- **Job**
Show each line of the records below that contains the string "warehouse". Matching is case-sensitive.

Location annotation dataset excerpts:

<<<<

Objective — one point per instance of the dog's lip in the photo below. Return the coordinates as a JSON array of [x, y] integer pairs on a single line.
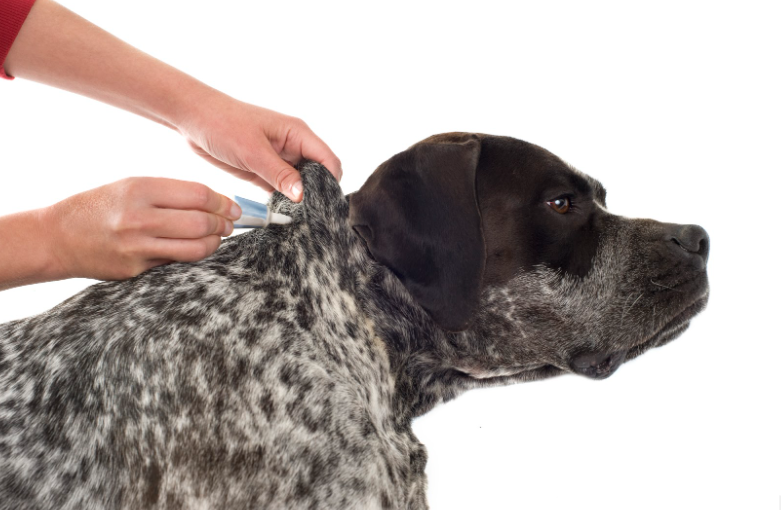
[[672, 328]]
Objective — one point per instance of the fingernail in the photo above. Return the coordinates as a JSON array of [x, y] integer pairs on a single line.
[[296, 189], [235, 211]]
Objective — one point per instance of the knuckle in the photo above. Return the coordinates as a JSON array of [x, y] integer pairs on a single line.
[[201, 195], [132, 186], [284, 175], [206, 247], [203, 225]]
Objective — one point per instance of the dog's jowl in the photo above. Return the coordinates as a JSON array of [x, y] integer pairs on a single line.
[[284, 371]]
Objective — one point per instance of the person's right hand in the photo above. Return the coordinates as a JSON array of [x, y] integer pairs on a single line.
[[122, 229]]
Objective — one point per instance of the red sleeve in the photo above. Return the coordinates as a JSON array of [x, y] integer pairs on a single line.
[[12, 16]]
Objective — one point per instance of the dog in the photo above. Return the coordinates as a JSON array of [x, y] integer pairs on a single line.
[[284, 370]]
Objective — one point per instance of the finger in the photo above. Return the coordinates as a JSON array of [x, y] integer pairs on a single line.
[[255, 179], [278, 172], [184, 250], [174, 194], [182, 224], [312, 147]]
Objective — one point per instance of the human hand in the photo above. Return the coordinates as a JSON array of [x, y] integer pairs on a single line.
[[122, 229], [253, 143]]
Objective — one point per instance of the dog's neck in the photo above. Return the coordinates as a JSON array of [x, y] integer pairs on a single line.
[[429, 365]]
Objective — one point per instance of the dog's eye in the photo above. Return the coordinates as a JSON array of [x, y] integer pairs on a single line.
[[560, 205]]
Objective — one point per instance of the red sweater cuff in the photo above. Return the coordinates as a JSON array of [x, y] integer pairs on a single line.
[[12, 16]]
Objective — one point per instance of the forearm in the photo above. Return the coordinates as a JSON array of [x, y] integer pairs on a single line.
[[59, 48], [25, 254]]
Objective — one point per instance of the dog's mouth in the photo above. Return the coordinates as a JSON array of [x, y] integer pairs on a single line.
[[601, 365]]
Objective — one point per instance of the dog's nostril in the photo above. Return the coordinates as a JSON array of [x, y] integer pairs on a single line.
[[692, 238]]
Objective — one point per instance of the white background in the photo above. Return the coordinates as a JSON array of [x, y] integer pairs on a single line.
[[674, 106]]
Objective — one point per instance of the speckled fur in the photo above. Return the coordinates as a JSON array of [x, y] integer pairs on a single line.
[[283, 372]]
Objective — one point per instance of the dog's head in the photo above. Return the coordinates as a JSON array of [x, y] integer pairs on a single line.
[[499, 236]]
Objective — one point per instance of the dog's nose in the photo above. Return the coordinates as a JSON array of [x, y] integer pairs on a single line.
[[692, 238], [598, 365]]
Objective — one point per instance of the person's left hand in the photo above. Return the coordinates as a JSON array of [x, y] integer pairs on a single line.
[[255, 144]]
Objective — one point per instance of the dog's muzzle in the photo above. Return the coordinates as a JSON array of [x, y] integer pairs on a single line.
[[598, 365]]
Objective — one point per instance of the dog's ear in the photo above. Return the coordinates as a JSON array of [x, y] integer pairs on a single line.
[[419, 216]]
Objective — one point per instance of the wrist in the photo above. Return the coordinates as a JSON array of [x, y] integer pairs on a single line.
[[51, 244], [27, 252]]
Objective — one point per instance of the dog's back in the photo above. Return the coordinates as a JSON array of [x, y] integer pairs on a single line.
[[248, 380]]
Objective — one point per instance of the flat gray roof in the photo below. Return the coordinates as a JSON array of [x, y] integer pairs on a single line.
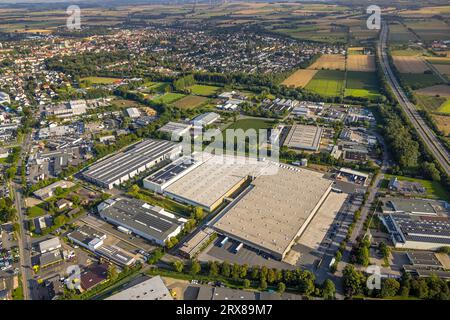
[[304, 137], [152, 289], [139, 215], [212, 180], [113, 168], [273, 212]]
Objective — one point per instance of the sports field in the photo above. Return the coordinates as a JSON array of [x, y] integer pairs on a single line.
[[360, 62], [299, 78], [329, 62], [362, 85], [190, 102], [327, 83], [410, 64], [168, 98], [416, 81], [203, 90]]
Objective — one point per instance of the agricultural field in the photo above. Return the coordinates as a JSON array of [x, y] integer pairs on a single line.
[[441, 64], [329, 62], [251, 123], [445, 108], [99, 80], [362, 85], [327, 83], [416, 82], [410, 64], [203, 90], [433, 188], [429, 29], [190, 102], [360, 62], [123, 103], [400, 34], [439, 90], [168, 98], [300, 78]]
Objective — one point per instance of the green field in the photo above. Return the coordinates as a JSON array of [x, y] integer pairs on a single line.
[[362, 85], [419, 81], [445, 107], [327, 83], [99, 80], [246, 124], [203, 90], [433, 188], [430, 103], [168, 98], [190, 102]]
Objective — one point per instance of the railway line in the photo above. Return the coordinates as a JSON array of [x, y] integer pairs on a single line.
[[425, 133]]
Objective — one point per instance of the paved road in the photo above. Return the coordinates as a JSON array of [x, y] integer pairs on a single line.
[[425, 133], [24, 238]]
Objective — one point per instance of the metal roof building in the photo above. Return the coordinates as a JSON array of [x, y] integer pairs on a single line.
[[304, 137], [123, 166], [275, 210], [151, 289], [150, 222]]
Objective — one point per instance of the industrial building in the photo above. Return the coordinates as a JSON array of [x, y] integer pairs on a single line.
[[275, 210], [87, 237], [205, 119], [149, 222], [417, 231], [162, 178], [151, 289], [123, 166], [49, 245], [215, 179], [415, 206], [304, 137]]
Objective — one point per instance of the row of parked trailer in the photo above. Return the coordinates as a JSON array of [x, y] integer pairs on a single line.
[[225, 241]]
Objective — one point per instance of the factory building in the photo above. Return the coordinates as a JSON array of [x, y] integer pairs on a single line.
[[304, 137], [275, 210], [125, 165], [149, 222]]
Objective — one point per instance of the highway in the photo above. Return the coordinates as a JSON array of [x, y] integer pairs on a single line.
[[429, 138], [24, 238]]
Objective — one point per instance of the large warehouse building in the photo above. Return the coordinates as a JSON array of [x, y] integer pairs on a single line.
[[149, 222], [125, 165], [215, 179], [275, 210], [304, 137]]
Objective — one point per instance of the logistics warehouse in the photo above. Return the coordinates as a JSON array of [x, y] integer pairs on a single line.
[[150, 222], [123, 166], [275, 210]]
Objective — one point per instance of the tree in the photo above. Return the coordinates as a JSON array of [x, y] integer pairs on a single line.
[[195, 267], [353, 280], [328, 289], [178, 266], [281, 288], [306, 282], [112, 273], [389, 287], [225, 269]]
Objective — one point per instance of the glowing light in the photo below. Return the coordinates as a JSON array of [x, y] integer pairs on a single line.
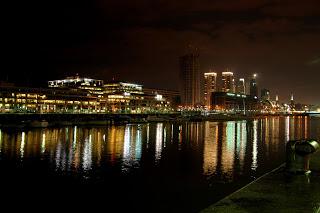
[[158, 97], [159, 135], [23, 135], [254, 164], [87, 154], [43, 143], [74, 137], [138, 147], [0, 140], [210, 74]]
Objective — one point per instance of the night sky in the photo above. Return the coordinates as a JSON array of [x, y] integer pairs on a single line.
[[141, 41]]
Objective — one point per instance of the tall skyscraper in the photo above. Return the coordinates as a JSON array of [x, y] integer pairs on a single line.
[[241, 88], [210, 85], [253, 86], [190, 79], [227, 81]]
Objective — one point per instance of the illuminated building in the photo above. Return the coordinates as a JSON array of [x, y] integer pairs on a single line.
[[265, 94], [190, 79], [170, 95], [92, 86], [75, 82], [235, 102], [254, 87], [39, 100], [292, 103], [122, 97], [227, 81], [112, 98], [210, 86], [241, 88]]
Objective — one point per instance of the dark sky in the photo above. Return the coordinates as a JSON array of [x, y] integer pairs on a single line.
[[141, 41]]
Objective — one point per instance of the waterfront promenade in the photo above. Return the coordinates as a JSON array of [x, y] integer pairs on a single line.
[[276, 192]]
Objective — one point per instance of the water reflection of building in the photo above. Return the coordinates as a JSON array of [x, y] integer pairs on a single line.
[[224, 148], [210, 148]]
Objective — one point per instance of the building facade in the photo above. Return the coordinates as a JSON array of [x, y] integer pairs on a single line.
[[210, 86], [227, 81], [254, 87], [241, 86], [190, 80]]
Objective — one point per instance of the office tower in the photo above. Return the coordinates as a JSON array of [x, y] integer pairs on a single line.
[[190, 79], [210, 86], [292, 104], [241, 88], [265, 95], [254, 87], [227, 81]]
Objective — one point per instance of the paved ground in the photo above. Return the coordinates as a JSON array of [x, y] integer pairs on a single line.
[[276, 192]]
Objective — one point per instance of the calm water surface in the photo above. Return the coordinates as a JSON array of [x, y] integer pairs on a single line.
[[155, 167]]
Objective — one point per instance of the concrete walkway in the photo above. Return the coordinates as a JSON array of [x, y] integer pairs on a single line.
[[276, 192]]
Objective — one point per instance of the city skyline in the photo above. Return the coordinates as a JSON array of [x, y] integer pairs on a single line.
[[141, 41]]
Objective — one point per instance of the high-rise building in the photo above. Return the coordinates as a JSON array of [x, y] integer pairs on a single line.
[[241, 88], [254, 87], [265, 95], [227, 81], [210, 86], [292, 103], [190, 79]]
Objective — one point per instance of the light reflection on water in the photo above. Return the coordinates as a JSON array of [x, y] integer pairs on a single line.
[[195, 156], [225, 144]]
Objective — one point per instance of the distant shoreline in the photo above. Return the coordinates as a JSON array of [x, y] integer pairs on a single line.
[[44, 120]]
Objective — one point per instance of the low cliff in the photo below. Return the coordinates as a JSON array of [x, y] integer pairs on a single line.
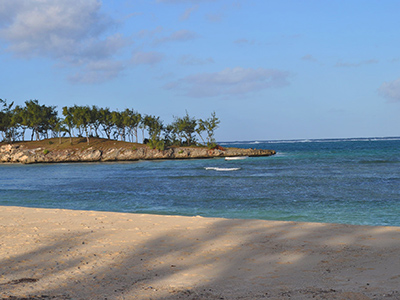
[[27, 155]]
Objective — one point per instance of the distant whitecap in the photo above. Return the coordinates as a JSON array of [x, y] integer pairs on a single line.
[[222, 169]]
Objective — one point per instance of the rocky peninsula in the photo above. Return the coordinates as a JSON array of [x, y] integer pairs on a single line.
[[102, 150]]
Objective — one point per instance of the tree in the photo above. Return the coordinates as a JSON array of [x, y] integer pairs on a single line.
[[68, 121], [132, 121], [106, 122], [118, 121], [154, 126], [209, 125], [185, 128], [6, 121]]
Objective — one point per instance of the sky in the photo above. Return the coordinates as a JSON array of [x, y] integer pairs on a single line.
[[271, 70]]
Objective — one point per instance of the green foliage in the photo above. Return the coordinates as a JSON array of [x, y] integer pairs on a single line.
[[184, 128], [92, 121], [156, 144]]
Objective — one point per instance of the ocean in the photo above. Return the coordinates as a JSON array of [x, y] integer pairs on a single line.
[[351, 181]]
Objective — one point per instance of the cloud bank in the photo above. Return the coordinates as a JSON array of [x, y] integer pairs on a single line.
[[70, 31], [229, 82], [391, 90]]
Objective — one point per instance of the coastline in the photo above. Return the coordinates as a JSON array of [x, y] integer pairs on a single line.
[[72, 254], [101, 150]]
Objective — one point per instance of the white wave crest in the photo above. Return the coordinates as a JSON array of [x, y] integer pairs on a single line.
[[222, 169]]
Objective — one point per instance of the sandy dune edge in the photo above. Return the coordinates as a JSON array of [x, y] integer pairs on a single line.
[[64, 254]]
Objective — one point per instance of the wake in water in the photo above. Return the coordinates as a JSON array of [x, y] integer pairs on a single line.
[[222, 169]]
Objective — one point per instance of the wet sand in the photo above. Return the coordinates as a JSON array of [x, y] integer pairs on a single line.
[[65, 254]]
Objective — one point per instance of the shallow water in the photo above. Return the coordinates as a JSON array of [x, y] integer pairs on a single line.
[[335, 181]]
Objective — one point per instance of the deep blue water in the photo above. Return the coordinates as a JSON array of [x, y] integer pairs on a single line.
[[334, 181]]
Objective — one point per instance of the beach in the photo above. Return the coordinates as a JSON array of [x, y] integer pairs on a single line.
[[71, 254]]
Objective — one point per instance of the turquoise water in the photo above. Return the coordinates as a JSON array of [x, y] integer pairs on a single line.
[[334, 181]]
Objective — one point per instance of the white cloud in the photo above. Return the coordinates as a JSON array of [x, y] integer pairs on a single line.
[[229, 82], [183, 1], [97, 72], [189, 60], [309, 57], [70, 31], [391, 90], [358, 64], [177, 36], [188, 12], [147, 58]]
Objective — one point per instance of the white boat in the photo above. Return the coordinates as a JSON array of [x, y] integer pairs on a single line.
[[235, 157]]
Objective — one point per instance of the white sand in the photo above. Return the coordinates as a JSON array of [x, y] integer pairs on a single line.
[[68, 254]]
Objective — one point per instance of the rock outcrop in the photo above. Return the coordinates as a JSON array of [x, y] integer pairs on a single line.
[[18, 154]]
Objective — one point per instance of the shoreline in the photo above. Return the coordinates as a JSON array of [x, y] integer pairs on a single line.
[[73, 254], [50, 151]]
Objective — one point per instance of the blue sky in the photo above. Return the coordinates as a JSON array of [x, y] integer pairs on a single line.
[[269, 69]]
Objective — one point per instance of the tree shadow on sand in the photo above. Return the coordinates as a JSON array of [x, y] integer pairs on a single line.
[[161, 257]]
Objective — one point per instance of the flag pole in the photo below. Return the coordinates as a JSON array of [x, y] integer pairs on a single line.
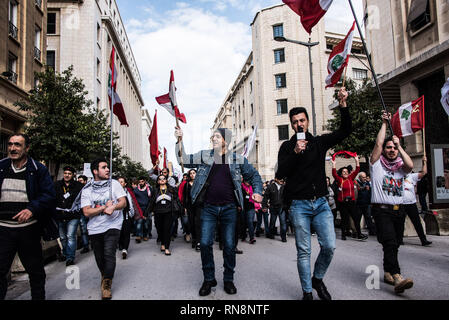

>>>>

- **Answer for the task**
Objective — one point per instance of the large warehouse building in the photo above. Return the coordinates as a JSON array of [x, y] integer pairs on a single line.
Objective — one point per instance of the logistics warehouse in the photo above. Return the coordinates as a JSON array of [x, y] integer pairs on a single line.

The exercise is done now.